■ DATA ENTRIES ■
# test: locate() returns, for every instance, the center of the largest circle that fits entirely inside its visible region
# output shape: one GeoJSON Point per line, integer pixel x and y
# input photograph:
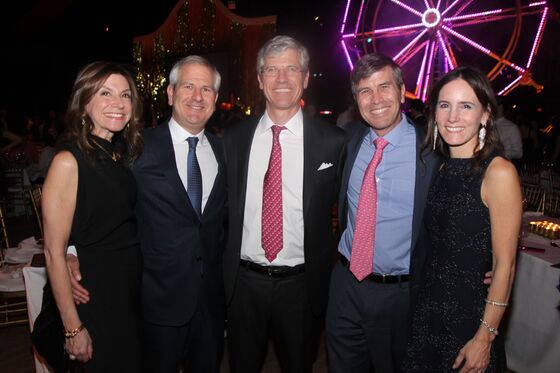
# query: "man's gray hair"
{"type": "Point", "coordinates": [199, 60]}
{"type": "Point", "coordinates": [277, 46]}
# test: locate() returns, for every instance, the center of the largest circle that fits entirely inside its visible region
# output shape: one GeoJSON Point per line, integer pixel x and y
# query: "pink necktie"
{"type": "Point", "coordinates": [361, 262]}
{"type": "Point", "coordinates": [272, 240]}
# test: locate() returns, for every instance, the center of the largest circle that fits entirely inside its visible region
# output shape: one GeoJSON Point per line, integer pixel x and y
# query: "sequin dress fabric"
{"type": "Point", "coordinates": [451, 299]}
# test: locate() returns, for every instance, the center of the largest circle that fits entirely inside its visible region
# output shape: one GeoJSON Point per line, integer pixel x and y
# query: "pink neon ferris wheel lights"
{"type": "Point", "coordinates": [445, 32]}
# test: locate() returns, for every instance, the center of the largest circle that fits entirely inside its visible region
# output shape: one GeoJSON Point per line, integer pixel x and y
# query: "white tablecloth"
{"type": "Point", "coordinates": [35, 280]}
{"type": "Point", "coordinates": [533, 331]}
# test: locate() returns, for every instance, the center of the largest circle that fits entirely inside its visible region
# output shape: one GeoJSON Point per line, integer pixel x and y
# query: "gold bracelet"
{"type": "Point", "coordinates": [491, 329]}
{"type": "Point", "coordinates": [497, 304]}
{"type": "Point", "coordinates": [74, 332]}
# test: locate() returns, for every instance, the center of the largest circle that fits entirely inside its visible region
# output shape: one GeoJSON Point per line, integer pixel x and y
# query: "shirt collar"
{"type": "Point", "coordinates": [294, 125]}
{"type": "Point", "coordinates": [396, 135]}
{"type": "Point", "coordinates": [179, 134]}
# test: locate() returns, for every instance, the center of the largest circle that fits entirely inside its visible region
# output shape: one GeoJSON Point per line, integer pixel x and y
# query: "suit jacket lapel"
{"type": "Point", "coordinates": [359, 131]}
{"type": "Point", "coordinates": [426, 165]}
{"type": "Point", "coordinates": [312, 140]}
{"type": "Point", "coordinates": [244, 141]}
{"type": "Point", "coordinates": [218, 153]}
{"type": "Point", "coordinates": [165, 155]}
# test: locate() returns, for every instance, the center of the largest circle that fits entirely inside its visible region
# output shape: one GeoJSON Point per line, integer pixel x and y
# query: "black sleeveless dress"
{"type": "Point", "coordinates": [104, 233]}
{"type": "Point", "coordinates": [451, 299]}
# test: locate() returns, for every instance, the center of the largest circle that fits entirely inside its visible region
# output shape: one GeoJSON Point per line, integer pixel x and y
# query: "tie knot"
{"type": "Point", "coordinates": [380, 143]}
{"type": "Point", "coordinates": [192, 142]}
{"type": "Point", "coordinates": [276, 130]}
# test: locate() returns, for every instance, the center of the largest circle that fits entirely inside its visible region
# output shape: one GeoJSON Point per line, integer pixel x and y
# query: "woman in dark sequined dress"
{"type": "Point", "coordinates": [472, 218]}
{"type": "Point", "coordinates": [88, 201]}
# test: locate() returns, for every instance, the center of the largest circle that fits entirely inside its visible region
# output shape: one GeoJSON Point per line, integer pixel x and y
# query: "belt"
{"type": "Point", "coordinates": [375, 277]}
{"type": "Point", "coordinates": [272, 271]}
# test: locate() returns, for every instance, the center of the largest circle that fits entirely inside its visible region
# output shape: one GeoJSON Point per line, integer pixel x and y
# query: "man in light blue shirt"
{"type": "Point", "coordinates": [367, 321]}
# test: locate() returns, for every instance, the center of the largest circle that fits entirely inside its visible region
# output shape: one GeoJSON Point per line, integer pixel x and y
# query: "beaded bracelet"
{"type": "Point", "coordinates": [497, 304]}
{"type": "Point", "coordinates": [491, 329]}
{"type": "Point", "coordinates": [74, 332]}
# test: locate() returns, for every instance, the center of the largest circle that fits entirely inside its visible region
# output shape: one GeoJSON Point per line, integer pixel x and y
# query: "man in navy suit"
{"type": "Point", "coordinates": [282, 296]}
{"type": "Point", "coordinates": [368, 319]}
{"type": "Point", "coordinates": [182, 239]}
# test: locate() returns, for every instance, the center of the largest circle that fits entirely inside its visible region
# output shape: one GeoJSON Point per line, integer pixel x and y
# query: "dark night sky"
{"type": "Point", "coordinates": [43, 43]}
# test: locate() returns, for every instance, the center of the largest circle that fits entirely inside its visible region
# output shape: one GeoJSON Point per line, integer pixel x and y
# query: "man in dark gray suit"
{"type": "Point", "coordinates": [280, 294]}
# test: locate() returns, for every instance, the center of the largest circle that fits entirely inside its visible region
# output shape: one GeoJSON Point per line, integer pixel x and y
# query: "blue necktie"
{"type": "Point", "coordinates": [194, 177]}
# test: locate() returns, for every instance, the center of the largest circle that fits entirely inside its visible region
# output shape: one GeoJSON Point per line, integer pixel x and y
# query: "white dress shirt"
{"type": "Point", "coordinates": [291, 141]}
{"type": "Point", "coordinates": [206, 158]}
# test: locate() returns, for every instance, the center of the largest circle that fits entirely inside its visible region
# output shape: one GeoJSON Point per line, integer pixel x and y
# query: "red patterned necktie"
{"type": "Point", "coordinates": [361, 262]}
{"type": "Point", "coordinates": [272, 240]}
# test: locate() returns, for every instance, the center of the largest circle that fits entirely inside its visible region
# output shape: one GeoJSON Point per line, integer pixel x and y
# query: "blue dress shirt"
{"type": "Point", "coordinates": [395, 177]}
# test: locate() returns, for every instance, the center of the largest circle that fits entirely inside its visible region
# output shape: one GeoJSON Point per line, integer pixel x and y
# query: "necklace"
{"type": "Point", "coordinates": [112, 156]}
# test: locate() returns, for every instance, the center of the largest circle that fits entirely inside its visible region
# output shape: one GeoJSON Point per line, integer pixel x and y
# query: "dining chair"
{"type": "Point", "coordinates": [13, 304]}
{"type": "Point", "coordinates": [35, 194]}
{"type": "Point", "coordinates": [4, 242]}
{"type": "Point", "coordinates": [16, 201]}
{"type": "Point", "coordinates": [551, 204]}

■ TASK OBJECTIVE ■
How many lines of the rows above contain the string "bracelet"? Reply with the number alone.

■ WRITTEN SOLUTION ■
2